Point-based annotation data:
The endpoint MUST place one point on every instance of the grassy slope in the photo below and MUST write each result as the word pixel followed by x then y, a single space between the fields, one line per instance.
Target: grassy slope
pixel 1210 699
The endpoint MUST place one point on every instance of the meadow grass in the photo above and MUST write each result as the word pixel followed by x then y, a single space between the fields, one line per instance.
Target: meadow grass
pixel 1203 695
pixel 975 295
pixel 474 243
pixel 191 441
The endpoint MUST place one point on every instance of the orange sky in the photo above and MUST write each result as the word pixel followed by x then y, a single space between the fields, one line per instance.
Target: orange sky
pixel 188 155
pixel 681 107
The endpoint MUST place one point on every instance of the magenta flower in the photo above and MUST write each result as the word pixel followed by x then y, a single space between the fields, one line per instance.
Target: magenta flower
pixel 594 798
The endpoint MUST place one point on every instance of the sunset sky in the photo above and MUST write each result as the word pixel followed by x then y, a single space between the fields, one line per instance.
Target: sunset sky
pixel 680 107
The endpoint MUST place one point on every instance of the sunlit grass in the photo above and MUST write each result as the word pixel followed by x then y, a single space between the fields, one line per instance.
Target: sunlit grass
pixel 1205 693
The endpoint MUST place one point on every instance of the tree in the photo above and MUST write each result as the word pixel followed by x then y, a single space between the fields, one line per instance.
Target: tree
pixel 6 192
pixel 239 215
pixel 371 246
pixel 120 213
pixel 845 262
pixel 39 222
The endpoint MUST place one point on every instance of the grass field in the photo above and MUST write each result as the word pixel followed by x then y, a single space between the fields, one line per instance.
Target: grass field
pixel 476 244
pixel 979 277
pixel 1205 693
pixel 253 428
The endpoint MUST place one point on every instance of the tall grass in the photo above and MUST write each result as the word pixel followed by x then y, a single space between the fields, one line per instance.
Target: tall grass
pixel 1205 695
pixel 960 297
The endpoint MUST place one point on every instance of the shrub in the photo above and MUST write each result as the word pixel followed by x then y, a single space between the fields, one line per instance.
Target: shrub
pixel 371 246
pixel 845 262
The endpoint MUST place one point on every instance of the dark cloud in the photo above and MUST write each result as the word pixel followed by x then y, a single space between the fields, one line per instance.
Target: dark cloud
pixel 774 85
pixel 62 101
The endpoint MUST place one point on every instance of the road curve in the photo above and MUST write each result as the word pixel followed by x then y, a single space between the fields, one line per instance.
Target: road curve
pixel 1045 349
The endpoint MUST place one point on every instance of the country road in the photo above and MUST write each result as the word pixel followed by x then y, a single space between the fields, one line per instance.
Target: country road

**TASK TO COMPLETE**
Retype all the records, matching them exactly.

**OUTPUT**
The endpoint MUST place one point on every instance of the grassy slope in the photo below and MUST write each result as the word pixel followed by x then y, a single space between the fields, one line per instance.
Target: grassy slope
pixel 1210 699
The endpoint MUST place one point on every instance of the meadow grass in the photo above and MUST write each result as the word pixel followed by x then y, a single space between the fields, one line per instance.
Target: meadow grass
pixel 1203 695
pixel 975 295
pixel 474 243
pixel 191 441
The endpoint MUST place one point on every instance of the orange sky in the photo above and MUST write each result as the word pixel followed by x then y, a single space between the fields, one line per instance.
Target: orange sky
pixel 188 155
pixel 681 107
The endpoint MUST place one point on every instance of the magenta flower in the photo above and MUST write each result as the word pixel followed by x then y, a single space between the fields, one line per instance.
Target: magenta flower
pixel 594 798
The endpoint MUST place one point on every instance of the sunset sky in the photo above and MUST write each result as the word pixel followed by x then y, a single space between the fields, one line per instance.
Target: sunset sky
pixel 680 107
The endpoint MUST place one point on every instance of the sunlit grass in the photo above and MUST write each result as the word pixel followed by x then y, a single space between the fields, one line per instance.
Target: sunlit grass
pixel 1205 693
The endpoint MUST place one point on every instance of the tree in the photo above and MUST write each result as the word pixel followed by x then y, a single space between the fields, one line per instance.
Target: tree
pixel 6 192
pixel 239 215
pixel 371 246
pixel 120 213
pixel 845 262
pixel 39 222
The endpoint MUST place one point on every instance of the grass field in the photo above and MUST write each result as the word pixel followed by x then y, a single space between the fields, one line per instance.
Target: grass field
pixel 476 244
pixel 979 277
pixel 1205 693
pixel 253 428
The endpoint MUST place one point on every instance of the tall grass in the photo above and MUST write each result as the word pixel followed by x then y, a single space between the fields, one line per instance.
Target: tall grass
pixel 1205 695
pixel 960 297
The endpoint MUST place one point on every instance of the shrub in the photo above and MUST write each result as the word pixel followed by x then y, a single space between the fields, one line per instance.
Target: shrub
pixel 371 246
pixel 845 262
The endpoint MUST place one point on every instance of the dark cloud in the photo above and MUST write each result as the word pixel followed by x then y, a single space between the fields, one line per instance.
Target: dark cloud
pixel 774 85
pixel 62 101
The endpoint MUST place one point on every instance of the road curve in the photo above and MUST write each result as the word pixel followed by x then y, a single space between the fields, one line per instance.
Target: road curve
pixel 1045 349
The endpoint MUST place one point on every instance of the country road in the photo above and MUST write each result as the word pixel followed by x then y, a single space between the fields, one line per instance.
Target: country road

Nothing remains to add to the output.